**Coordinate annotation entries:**
__________________________________________________
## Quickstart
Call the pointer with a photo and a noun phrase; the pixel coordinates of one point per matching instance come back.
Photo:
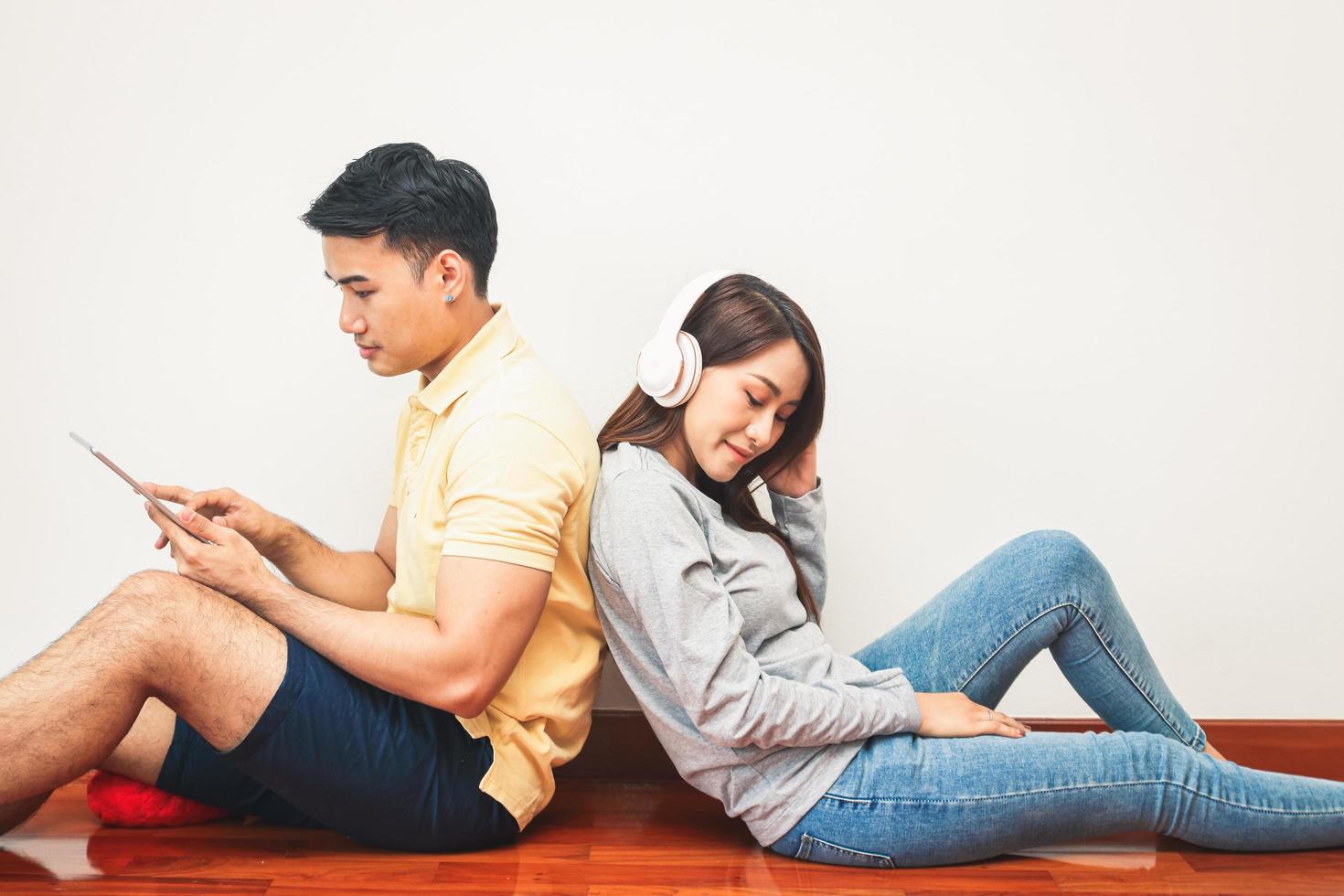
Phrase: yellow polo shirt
(496, 460)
__________________________________________________
**DIRECTIONS FOR THIS TASK:**
Reproduce the entries above with every instance of "pointer" renamed to "locator" and all other text unchanged. Leave the pictures out of your answer.

**FINISHED EXERCISE:**
## Quickstart
Call the locator with a photo and a noun phrase; the pixel coordinates of one point per matching instance come back.
Photo:
Phrase: yellow polo shirt
(496, 460)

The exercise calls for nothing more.